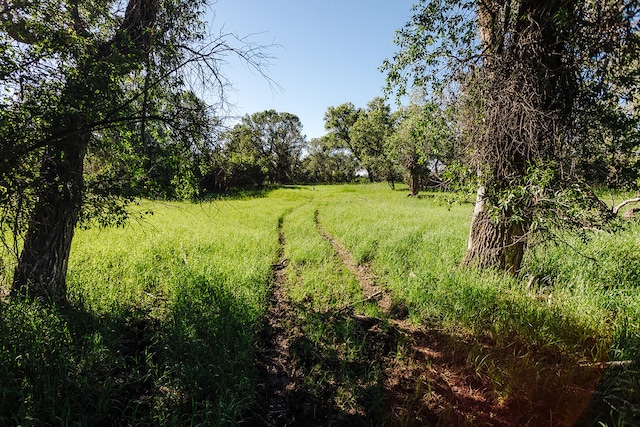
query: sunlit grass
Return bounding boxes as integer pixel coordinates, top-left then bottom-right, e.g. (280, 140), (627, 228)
(0, 185), (640, 425)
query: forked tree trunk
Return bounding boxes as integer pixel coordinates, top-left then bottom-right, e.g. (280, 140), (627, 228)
(12, 135), (88, 301)
(463, 187), (529, 274)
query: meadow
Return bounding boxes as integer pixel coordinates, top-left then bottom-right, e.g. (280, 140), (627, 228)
(0, 185), (640, 426)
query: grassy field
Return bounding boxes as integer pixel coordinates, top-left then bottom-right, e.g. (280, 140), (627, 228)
(0, 185), (640, 426)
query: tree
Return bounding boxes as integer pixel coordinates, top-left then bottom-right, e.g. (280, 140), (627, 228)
(303, 136), (358, 184)
(393, 100), (460, 196)
(382, 0), (640, 273)
(349, 97), (400, 188)
(227, 110), (306, 184)
(324, 97), (398, 184)
(0, 0), (270, 301)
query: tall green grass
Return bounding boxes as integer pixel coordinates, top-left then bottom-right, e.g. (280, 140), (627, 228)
(0, 198), (296, 425)
(0, 185), (640, 426)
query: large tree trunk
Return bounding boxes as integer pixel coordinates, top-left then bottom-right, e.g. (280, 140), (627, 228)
(12, 135), (88, 301)
(463, 187), (529, 274)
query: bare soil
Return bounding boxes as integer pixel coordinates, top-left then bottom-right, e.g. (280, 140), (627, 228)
(251, 212), (602, 427)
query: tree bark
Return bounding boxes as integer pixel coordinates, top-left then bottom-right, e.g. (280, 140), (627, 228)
(463, 186), (529, 275)
(11, 135), (89, 302)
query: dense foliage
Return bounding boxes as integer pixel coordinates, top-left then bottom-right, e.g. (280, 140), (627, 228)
(383, 0), (640, 273)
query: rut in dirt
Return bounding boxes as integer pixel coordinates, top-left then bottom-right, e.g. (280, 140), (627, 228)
(314, 210), (514, 426)
(249, 213), (295, 427)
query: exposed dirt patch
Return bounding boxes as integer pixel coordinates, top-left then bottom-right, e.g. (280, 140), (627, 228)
(314, 210), (391, 313)
(315, 211), (601, 426)
(250, 216), (296, 426)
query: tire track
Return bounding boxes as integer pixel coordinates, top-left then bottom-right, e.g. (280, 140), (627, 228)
(249, 210), (296, 427)
(313, 209), (391, 314)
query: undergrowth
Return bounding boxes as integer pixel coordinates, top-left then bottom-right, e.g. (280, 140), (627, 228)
(0, 185), (640, 426)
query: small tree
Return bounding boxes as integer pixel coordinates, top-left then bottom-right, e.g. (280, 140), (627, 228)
(303, 137), (358, 184)
(383, 0), (640, 273)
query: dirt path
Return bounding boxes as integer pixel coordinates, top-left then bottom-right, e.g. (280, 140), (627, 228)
(315, 211), (516, 426)
(251, 215), (296, 427)
(247, 211), (588, 427)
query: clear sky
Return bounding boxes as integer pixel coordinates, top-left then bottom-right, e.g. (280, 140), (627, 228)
(208, 0), (414, 139)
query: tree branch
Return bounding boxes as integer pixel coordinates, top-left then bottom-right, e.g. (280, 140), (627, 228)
(611, 197), (640, 215)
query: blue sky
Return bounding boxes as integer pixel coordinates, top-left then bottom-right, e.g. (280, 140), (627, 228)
(208, 0), (414, 139)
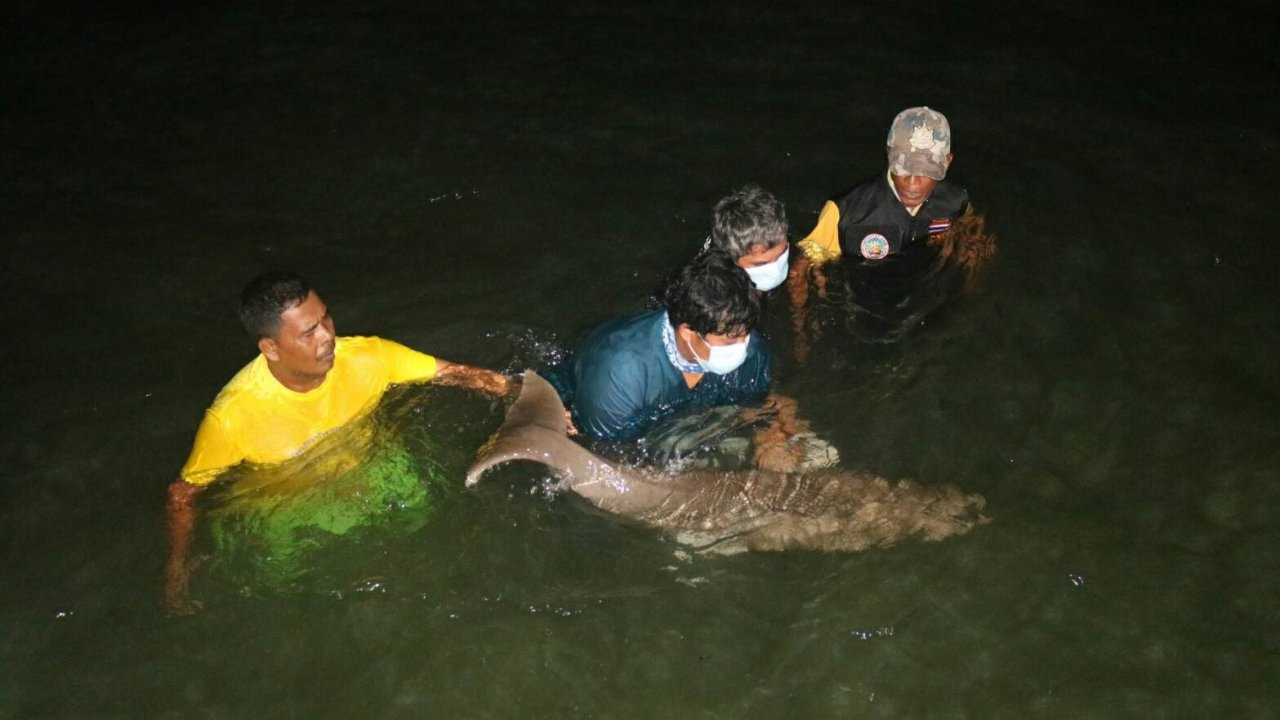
-- -- --
Copy every entry above word for word, leaving the pictures out of your reproduction.

query: sunlit grass
Return bounding boxes as integer pixel coordinates, top-left then bottom-right, e.g. (280, 140), (627, 228)
(0, 185), (640, 425)
query: forked tree trunk
Return bounding boxes as integer pixel coordinates, top-left then bottom-right, e.g. (280, 140), (627, 228)
(12, 135), (88, 301)
(463, 187), (529, 274)
query: meadow
Return bounding boxes as integer pixel coordinates, top-left then bottom-right, e.g. (280, 140), (627, 228)
(0, 185), (640, 426)
query: grassy field
Return bounding boxes as integer pixel coordinates, top-left then bottom-right, e.g. (280, 140), (627, 228)
(0, 185), (640, 426)
query: tree
Return bounding boxes as integer pixel coordinates, top-left then bottom-right, e.g. (280, 140), (627, 228)
(303, 136), (358, 184)
(393, 100), (460, 196)
(382, 0), (640, 273)
(349, 97), (400, 188)
(227, 110), (306, 184)
(324, 97), (398, 184)
(0, 0), (270, 301)
query: tall green grass
Return bounding boxes as integer pixel coordinates, top-left then bottom-right, e.g. (280, 140), (627, 228)
(0, 198), (296, 425)
(0, 185), (640, 426)
query: large tree trunk
Return bounding boxes as integer pixel coordinates, top-left then bottom-right, e.g. (280, 140), (627, 228)
(12, 135), (88, 301)
(463, 187), (529, 274)
query: bare soil
Return bounding boxes as integer pixel coordinates, top-left then bottom-right, e.g. (280, 140), (627, 228)
(251, 212), (602, 427)
query: tree bark
Return bounding boxes as integer pixel coordinates, top-left then bottom-right, e.g. (280, 140), (627, 228)
(463, 186), (529, 275)
(11, 135), (89, 302)
query: dense foliage
Return bounding boxes as integer pixel coordinates, top-left then bottom-right, e.g. (280, 140), (627, 228)
(383, 0), (640, 273)
query: rut in dirt
Return bounding boxes as integer pixel coordinates, top-left then bottom-right, e.g. (280, 140), (627, 228)
(314, 210), (514, 426)
(249, 213), (295, 427)
query: exposed dirt patch
Return bounding boxes as integer pixel coordinates, top-left then bottom-right, e.g. (280, 140), (627, 228)
(314, 210), (391, 313)
(315, 211), (601, 426)
(250, 216), (296, 426)
query: tire track
Return bounding boxes as integer pixel coordinates, top-left then bottom-right, e.g. (280, 140), (627, 228)
(249, 210), (296, 427)
(313, 209), (391, 314)
query: undergrowth
Return bounding boxes as integer pixel coordinates, top-left then bottom-right, e.g. (280, 140), (627, 228)
(0, 185), (640, 426)
query: small tree
Return bounding boxes as integer pixel coordinates, top-left then bottom-right, e.g. (280, 140), (627, 228)
(303, 137), (358, 184)
(383, 0), (640, 273)
query: dirt path
Return bounding boxes as integer pixel coordinates, top-left then bottom-right, e.g. (280, 140), (627, 228)
(315, 211), (516, 426)
(251, 215), (296, 427)
(247, 211), (588, 427)
query: clear sky
Return bounding boxes as integer pixel coordinates, top-left then bottom-right, e.g. (280, 140), (627, 228)
(208, 0), (414, 139)
query: tree branch
Return bounding boxes as integer pixel coordinates, top-left then bottom-right, e.g. (280, 140), (627, 228)
(611, 197), (640, 215)
query: blue sky
Return bounding boxes as integer pixel coordinates, top-left then bottom-right, e.g. (280, 140), (627, 228)
(208, 0), (414, 139)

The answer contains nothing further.